Problem to solve:
Beginning with the line of the entries below that holds "Annotate the haystack" and ending with the line that holds "Annotate the white platter", transcribe each line exactly as written. Pictures stay out.

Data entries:
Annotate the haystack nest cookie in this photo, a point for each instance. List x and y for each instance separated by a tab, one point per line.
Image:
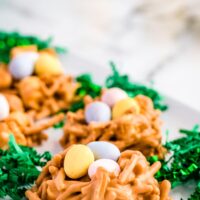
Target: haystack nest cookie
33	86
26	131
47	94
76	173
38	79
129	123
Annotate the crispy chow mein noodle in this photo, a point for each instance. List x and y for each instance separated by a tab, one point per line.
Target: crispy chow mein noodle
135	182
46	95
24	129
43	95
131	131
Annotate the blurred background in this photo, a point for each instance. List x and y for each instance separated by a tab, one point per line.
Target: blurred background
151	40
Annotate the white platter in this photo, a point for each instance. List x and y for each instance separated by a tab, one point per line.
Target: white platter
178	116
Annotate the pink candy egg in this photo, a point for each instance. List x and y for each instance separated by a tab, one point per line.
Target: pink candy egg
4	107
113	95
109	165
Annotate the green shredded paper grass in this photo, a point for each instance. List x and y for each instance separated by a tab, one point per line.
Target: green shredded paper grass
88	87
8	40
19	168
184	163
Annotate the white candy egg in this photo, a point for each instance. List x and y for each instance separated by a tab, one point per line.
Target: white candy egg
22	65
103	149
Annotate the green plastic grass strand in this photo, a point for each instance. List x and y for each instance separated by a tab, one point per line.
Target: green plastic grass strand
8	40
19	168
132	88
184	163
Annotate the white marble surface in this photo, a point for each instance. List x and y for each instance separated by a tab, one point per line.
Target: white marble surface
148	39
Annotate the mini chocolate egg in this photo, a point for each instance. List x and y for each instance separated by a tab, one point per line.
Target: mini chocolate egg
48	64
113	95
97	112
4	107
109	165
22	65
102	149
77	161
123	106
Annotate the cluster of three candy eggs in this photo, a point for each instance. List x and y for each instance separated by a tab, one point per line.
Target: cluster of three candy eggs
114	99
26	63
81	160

==

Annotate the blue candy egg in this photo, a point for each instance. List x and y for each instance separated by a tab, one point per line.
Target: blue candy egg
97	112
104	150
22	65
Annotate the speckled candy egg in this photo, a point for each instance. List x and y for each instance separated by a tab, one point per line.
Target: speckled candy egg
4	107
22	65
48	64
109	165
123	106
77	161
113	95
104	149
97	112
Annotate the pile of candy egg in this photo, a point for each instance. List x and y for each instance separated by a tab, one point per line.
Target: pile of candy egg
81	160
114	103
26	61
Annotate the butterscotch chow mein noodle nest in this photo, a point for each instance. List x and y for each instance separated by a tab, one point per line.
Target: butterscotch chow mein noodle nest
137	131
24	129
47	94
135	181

Answer space:
Annotate the haystack nest cookie in this photo, a point for each instance. List x and y for each instance separated by a tab, one point per line.
Image:
Target: haystack nest cookie
33	86
26	131
47	94
76	173
38	79
129	123
Annotate the crispy chow mein noodle in this photo, a point for each instance. List x and y for each instance separated by a tab, one point per line.
Target: crispy chow mein noodle
135	182
46	95
24	129
43	95
131	131
Annotate the blurred background in this photo, a point for each instance. List x and y for each instance separated by a tab, one point per line.
Target: blurred background
151	40
Annotate the white platter in this photo, a point for each instance. List x and y for each instance separated by a tab, one point per line.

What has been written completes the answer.